Collected data:
==============================
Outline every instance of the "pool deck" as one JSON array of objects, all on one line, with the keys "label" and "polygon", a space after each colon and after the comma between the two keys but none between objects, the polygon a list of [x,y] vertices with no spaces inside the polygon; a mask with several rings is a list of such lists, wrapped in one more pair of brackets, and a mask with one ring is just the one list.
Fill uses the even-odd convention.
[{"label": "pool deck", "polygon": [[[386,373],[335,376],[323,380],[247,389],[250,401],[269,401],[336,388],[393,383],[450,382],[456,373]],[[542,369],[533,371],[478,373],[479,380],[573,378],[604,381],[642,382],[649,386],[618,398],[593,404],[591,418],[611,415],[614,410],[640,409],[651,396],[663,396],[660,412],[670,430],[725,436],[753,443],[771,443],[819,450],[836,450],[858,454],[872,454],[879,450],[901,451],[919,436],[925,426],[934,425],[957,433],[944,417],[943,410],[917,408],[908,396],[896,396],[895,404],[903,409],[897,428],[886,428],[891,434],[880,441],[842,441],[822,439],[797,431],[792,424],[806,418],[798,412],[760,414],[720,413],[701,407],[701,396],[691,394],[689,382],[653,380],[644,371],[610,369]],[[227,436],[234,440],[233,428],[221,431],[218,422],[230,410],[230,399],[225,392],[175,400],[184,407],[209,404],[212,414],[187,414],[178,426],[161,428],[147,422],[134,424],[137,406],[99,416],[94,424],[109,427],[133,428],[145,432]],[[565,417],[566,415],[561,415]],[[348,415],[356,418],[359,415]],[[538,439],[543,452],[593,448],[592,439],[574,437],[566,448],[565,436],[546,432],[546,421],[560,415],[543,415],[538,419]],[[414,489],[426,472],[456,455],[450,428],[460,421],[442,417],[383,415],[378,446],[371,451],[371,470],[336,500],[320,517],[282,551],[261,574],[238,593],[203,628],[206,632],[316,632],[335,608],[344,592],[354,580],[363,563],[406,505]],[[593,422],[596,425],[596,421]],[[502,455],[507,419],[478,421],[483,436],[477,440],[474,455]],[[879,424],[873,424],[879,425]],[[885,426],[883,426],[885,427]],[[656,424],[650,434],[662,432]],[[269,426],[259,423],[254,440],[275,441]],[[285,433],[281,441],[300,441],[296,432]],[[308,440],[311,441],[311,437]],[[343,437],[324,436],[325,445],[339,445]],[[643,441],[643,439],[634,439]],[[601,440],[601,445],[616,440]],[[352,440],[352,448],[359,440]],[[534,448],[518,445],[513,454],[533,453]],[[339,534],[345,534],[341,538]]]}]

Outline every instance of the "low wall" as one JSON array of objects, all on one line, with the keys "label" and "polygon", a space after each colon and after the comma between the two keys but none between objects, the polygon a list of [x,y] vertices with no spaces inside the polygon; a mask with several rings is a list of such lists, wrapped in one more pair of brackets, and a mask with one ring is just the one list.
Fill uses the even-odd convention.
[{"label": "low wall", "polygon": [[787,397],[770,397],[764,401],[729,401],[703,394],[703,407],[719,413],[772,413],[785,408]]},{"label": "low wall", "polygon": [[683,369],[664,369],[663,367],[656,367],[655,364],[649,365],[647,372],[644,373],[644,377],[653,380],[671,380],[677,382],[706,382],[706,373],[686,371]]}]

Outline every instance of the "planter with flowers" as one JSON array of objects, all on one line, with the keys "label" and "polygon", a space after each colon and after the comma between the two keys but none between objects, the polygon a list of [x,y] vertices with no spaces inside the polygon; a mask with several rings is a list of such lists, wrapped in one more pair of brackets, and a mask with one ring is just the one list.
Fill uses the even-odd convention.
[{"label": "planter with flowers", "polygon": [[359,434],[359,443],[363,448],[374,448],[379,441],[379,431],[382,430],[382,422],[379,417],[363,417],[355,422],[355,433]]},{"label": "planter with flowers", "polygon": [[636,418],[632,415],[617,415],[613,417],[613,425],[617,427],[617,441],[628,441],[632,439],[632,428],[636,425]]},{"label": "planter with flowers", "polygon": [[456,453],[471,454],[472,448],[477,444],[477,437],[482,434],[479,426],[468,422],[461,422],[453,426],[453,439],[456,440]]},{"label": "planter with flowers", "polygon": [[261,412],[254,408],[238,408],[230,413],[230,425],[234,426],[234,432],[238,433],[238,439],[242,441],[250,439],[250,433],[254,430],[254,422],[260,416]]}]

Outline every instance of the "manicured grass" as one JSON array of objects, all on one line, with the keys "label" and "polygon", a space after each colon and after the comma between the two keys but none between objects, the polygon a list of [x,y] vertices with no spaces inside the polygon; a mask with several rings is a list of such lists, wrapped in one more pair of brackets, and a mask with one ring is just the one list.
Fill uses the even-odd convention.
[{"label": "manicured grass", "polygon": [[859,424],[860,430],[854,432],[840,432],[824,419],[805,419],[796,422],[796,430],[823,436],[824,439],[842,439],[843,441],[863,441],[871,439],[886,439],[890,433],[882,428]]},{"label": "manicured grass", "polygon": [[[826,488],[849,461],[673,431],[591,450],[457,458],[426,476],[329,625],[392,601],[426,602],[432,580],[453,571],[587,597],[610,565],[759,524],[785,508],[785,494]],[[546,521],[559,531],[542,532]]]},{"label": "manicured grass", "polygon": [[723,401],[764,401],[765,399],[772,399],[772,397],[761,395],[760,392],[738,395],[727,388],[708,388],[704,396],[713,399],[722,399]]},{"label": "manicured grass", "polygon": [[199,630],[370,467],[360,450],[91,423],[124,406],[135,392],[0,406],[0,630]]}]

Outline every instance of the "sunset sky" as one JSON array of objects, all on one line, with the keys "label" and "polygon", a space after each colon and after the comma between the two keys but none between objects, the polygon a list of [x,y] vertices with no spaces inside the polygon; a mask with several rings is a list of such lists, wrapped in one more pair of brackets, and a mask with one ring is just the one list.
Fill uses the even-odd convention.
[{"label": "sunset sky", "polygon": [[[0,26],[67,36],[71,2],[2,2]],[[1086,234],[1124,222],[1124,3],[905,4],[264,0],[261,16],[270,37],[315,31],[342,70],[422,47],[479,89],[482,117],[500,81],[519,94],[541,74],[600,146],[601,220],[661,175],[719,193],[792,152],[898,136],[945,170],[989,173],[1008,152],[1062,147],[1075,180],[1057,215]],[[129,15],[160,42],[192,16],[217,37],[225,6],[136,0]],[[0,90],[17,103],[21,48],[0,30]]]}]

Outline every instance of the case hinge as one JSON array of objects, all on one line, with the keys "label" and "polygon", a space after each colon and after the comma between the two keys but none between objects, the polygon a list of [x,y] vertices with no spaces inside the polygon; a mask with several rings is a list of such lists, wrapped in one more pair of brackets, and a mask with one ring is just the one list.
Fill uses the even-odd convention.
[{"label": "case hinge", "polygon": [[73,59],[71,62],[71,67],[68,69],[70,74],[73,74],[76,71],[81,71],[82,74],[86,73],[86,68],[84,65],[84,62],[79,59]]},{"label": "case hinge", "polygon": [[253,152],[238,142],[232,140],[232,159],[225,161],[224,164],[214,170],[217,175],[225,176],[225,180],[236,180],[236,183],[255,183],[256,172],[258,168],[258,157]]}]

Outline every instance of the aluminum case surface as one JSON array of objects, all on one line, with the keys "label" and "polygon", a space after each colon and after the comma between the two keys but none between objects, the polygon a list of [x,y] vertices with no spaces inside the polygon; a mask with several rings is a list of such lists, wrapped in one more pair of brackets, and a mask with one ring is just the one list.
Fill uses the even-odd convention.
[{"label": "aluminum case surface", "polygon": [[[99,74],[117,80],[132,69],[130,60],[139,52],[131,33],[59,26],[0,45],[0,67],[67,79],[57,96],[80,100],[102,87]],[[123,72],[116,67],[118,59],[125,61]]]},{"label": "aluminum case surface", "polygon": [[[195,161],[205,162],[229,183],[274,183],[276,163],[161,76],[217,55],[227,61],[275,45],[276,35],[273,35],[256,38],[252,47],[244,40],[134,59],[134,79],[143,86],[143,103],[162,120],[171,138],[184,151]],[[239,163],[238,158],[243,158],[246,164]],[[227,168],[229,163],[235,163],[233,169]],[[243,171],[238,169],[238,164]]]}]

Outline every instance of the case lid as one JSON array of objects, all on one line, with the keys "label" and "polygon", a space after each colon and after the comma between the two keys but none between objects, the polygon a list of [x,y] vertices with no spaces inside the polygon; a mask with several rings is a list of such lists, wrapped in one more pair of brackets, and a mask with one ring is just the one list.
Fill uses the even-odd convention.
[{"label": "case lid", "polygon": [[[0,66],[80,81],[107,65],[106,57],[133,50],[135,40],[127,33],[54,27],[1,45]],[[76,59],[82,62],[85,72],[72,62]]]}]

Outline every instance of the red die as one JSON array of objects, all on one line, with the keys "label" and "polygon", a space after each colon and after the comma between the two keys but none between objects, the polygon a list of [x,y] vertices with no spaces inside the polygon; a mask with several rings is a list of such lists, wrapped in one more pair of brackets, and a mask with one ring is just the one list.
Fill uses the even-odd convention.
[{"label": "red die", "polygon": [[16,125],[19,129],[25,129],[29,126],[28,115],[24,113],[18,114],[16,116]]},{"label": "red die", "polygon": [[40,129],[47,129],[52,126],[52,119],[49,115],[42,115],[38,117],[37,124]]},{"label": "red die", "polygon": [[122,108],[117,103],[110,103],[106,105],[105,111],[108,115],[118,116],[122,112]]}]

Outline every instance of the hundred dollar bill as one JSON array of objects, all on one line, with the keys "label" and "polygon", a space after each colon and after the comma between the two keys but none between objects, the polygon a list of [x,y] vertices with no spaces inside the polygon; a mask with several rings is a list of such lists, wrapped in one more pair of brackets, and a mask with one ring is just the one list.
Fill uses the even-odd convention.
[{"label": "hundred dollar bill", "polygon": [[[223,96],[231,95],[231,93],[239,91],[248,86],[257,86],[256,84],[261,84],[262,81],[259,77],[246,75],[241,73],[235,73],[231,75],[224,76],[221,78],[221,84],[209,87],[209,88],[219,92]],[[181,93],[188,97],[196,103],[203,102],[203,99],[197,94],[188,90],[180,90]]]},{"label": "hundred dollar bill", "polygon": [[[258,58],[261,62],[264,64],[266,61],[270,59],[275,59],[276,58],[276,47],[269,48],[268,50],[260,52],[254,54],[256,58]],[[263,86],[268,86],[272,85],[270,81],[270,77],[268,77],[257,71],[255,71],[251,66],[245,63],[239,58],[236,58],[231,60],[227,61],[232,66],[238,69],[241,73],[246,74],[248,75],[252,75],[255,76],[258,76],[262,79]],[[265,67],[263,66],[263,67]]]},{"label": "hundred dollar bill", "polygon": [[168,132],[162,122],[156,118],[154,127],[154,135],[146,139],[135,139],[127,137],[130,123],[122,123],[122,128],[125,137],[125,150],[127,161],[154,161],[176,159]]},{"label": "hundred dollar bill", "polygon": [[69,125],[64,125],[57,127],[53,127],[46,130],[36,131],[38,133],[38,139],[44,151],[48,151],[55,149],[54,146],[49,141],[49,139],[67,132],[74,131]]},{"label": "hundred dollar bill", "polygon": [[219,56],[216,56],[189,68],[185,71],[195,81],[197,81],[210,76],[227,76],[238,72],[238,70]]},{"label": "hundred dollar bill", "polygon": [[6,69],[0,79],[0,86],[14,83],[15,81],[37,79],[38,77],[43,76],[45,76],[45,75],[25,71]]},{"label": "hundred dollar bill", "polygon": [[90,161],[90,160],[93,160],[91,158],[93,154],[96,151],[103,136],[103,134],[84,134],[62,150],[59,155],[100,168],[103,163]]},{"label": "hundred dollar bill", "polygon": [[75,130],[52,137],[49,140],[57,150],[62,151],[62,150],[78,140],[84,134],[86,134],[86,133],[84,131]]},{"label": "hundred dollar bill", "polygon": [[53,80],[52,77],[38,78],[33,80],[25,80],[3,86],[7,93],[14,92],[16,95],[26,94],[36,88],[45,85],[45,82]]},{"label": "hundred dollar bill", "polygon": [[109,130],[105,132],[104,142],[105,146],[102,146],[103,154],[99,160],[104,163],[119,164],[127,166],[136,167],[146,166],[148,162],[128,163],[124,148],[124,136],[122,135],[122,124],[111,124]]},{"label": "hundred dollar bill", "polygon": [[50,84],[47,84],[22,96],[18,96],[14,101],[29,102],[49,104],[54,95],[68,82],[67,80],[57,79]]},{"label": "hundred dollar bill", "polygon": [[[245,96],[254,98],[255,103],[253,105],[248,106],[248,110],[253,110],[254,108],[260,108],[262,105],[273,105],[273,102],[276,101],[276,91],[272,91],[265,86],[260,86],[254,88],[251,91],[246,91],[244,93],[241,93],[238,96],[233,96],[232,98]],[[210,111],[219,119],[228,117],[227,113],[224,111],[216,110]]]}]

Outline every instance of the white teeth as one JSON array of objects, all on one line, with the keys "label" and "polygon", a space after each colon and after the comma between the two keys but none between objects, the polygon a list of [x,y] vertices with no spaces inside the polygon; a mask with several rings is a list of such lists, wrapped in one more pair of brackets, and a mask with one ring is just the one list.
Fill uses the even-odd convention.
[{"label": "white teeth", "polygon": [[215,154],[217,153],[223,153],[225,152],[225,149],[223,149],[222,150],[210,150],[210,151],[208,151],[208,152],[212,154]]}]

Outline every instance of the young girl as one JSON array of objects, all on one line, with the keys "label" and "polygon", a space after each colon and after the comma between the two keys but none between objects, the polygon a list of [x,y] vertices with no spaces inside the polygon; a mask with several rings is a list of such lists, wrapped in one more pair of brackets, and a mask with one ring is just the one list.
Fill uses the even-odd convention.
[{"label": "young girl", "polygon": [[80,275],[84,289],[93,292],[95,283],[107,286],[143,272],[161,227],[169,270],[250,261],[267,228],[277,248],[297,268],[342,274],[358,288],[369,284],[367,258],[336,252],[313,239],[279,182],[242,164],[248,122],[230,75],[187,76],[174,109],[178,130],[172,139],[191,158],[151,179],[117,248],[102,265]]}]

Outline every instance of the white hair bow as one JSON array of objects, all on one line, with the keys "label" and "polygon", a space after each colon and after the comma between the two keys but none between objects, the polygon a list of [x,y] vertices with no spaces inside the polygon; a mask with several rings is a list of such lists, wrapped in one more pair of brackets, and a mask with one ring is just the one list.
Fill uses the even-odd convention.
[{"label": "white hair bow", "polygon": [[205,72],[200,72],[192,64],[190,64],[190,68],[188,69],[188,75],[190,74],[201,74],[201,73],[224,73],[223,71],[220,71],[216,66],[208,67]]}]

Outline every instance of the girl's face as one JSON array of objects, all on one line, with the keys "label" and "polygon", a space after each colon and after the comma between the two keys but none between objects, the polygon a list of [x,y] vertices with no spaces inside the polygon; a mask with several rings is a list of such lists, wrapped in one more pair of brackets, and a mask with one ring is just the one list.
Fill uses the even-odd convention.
==============================
**Problem description**
Filter the items above, keeping every line that contains the string "wall". Case matters.

**Expected output**
Outline every instance of the "low wall" as one JSON array of objects, all on one line, with the keys "label" and "polygon", a space after each colon and after the comma between the two keys but none between objects, the polygon a list of [x,y] vertices with no spaces inside the polygon; a mask with several rings is a list of such lists, wrapped in one more pair of brackets, and a mask with one ring is just the one list.
[{"label": "low wall", "polygon": [[787,397],[770,397],[764,401],[729,401],[703,394],[703,407],[719,413],[772,413],[785,408]]},{"label": "low wall", "polygon": [[683,369],[664,369],[663,367],[656,367],[655,364],[649,365],[647,372],[644,373],[644,377],[653,380],[671,380],[677,382],[706,382],[706,373],[686,371]]}]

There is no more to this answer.